» **REQUIRED ACTION**
Search the lines of the records for the word "several", and copy every line that has it.

----------

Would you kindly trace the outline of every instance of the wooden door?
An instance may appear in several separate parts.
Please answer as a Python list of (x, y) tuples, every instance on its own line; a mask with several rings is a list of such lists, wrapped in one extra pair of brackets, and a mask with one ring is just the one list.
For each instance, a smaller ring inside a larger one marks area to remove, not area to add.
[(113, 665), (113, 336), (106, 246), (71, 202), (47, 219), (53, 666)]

----------

» **RESULT FOR THIS EXERCISE**
An instance may appear in several separate parts.
Please answer as a Python list of (x, y) tuples, every instance on its own line; a mask with several rings is a list of such lists, wrapped in one extra pair of brackets, and a mask with one ring is just the one list.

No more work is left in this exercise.